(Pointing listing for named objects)
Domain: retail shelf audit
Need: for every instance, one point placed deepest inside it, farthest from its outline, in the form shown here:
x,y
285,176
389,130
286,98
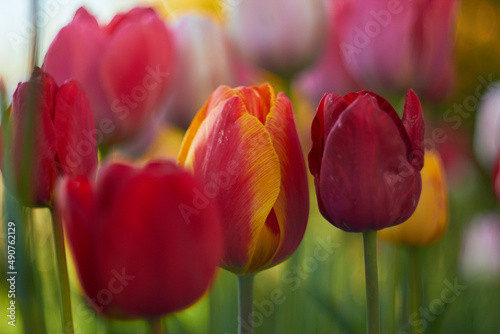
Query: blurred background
x,y
320,289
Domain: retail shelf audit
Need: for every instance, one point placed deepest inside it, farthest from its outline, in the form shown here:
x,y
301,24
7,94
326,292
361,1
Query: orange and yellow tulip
x,y
430,219
243,146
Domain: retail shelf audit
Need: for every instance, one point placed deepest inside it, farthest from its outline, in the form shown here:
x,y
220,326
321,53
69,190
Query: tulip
x,y
243,145
329,74
135,255
60,122
430,219
487,133
205,61
479,256
124,67
282,36
395,45
176,8
366,162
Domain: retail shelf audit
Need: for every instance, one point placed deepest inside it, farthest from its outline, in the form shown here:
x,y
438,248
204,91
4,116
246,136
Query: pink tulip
x,y
329,74
395,45
487,132
480,253
205,61
283,36
124,68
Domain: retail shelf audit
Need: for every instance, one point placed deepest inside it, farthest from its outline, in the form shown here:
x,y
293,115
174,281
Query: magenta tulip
x,y
366,161
135,254
329,74
124,68
62,120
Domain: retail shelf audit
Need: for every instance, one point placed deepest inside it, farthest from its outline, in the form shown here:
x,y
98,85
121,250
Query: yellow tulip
x,y
430,219
174,8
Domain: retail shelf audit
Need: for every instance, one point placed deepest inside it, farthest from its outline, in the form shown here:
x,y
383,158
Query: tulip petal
x,y
292,205
74,121
233,151
413,122
429,221
365,152
152,289
76,206
329,110
69,57
43,168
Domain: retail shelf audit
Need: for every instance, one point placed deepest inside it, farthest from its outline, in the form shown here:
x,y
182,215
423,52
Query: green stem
x,y
63,272
415,283
156,326
245,299
371,274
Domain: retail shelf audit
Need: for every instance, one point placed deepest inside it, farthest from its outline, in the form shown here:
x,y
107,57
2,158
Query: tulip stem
x,y
371,275
63,272
245,299
415,283
156,326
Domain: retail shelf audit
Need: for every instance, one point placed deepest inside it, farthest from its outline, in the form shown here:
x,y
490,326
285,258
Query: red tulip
x,y
243,145
366,162
124,68
135,255
62,120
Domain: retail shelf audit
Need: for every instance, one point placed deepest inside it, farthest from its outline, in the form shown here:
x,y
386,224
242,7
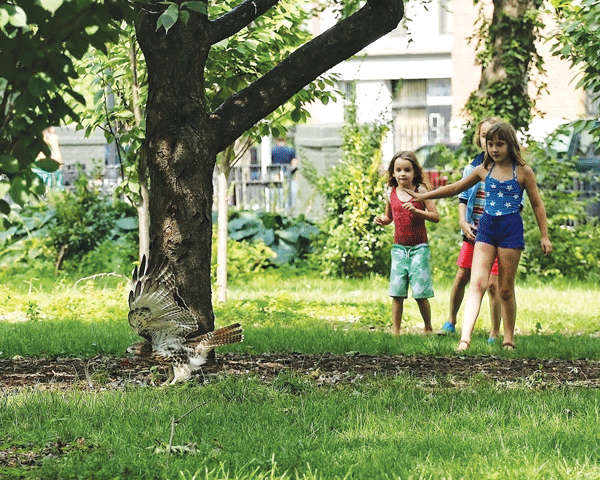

GOAL: Which lines in the listing above contain the word "Query"? Copy each one.

TASK ANSWER:
Query: blurred background
Query: orange and yellow tulip
Query: tulip
Query: pink tulip
Query: magenta tulip
Query: yellow tulip
Query: tulip petal
Query: green stem
Query: tulip stem
Query: red tulip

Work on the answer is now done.